→ **WORK ORDER**:
Exactly the lines from the one containing "Can you find the rust" to the final line below should be output, and no others.
START GIVEN DATA
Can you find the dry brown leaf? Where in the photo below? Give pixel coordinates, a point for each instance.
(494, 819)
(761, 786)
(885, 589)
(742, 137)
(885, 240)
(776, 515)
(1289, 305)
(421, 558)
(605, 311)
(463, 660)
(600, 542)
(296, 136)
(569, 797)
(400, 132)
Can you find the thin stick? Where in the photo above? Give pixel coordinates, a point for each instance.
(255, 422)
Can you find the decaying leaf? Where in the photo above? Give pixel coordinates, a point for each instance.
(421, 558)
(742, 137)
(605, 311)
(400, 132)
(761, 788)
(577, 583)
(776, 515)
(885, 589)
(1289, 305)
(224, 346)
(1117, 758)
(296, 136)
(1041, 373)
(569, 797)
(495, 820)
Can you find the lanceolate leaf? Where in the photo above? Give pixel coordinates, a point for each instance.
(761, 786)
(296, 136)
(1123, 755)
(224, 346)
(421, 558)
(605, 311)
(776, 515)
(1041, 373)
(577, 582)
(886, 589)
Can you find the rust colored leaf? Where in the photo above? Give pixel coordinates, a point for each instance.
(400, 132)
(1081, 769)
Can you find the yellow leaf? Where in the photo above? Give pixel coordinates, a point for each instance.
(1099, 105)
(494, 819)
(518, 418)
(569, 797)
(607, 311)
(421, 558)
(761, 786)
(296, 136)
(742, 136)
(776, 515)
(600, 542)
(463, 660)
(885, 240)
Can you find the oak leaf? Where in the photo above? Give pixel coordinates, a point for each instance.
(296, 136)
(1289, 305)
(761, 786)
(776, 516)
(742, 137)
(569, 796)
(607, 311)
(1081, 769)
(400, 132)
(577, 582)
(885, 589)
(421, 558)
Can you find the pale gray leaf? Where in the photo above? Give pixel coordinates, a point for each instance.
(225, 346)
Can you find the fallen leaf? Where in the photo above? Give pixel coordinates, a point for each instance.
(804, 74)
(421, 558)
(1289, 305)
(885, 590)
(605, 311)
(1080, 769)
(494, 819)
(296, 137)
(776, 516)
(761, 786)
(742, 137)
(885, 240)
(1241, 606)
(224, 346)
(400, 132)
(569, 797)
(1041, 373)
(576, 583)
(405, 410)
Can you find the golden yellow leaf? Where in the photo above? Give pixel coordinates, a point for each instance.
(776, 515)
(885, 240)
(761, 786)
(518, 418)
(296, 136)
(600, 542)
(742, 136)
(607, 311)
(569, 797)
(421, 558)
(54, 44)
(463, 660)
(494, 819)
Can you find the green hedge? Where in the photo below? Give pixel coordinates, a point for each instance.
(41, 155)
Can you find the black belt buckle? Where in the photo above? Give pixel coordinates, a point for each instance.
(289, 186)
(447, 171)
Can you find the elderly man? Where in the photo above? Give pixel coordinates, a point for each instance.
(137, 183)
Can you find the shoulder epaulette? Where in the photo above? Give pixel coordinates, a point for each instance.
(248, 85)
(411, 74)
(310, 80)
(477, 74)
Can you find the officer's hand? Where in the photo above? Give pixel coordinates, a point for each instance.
END GIVEN DATA
→ **RESULT OF THE TASK**:
Can you find the rust colored leaf? Where in the photo above? Give pixel coordinates, a point for each instance.
(400, 132)
(1081, 769)
Can you find the yellow leaf? Where in the photo above? Give pixel coordinates, a point for each instance.
(1099, 105)
(494, 819)
(518, 418)
(569, 797)
(607, 311)
(421, 558)
(761, 786)
(296, 136)
(742, 136)
(776, 515)
(600, 542)
(463, 660)
(885, 240)
Can you find the oak leaf? Where in the photo above? Give pixel coordinates, a point for each instance.
(296, 136)
(1289, 305)
(761, 786)
(776, 516)
(742, 137)
(569, 796)
(607, 311)
(1081, 769)
(400, 132)
(577, 582)
(885, 589)
(421, 558)
Can you find the pale gray leaf? Where in the photo above? Give pixel coordinates, a point for each instance.
(225, 346)
Can you find the fallen leaf? Where in the photo above? Give pixel coordinates, a point for each instance.
(804, 74)
(421, 558)
(1289, 305)
(885, 590)
(605, 311)
(1080, 769)
(494, 819)
(296, 137)
(776, 516)
(761, 786)
(742, 137)
(885, 240)
(1241, 606)
(224, 346)
(400, 132)
(569, 797)
(1041, 373)
(576, 583)
(405, 410)
Can you find the golden yellow leaf? Where in the photo above? Give pixel coordinates, a point for each instance.
(776, 515)
(885, 240)
(761, 786)
(518, 418)
(296, 136)
(600, 542)
(742, 136)
(607, 311)
(569, 797)
(421, 558)
(54, 44)
(463, 660)
(494, 819)
Can you find the green hedge? Where in the photo below? Give pixel coordinates, a point for each instance.
(41, 155)
Can you find the black belt buckle? Where in the photo above? Give pixel coordinates, a point for each instance.
(289, 186)
(447, 171)
Can you find the elderly man? Where in the photo above? Give pixel coordinates, a point for each instance.
(137, 183)
Can you find the shoulder epaulette? Where in the photo above? Give pixel coordinates, a point for each instance.
(248, 85)
(411, 74)
(310, 80)
(477, 74)
Can you find the officer's hand? Where in the photo above? Give pixel coordinates, a point for each instance.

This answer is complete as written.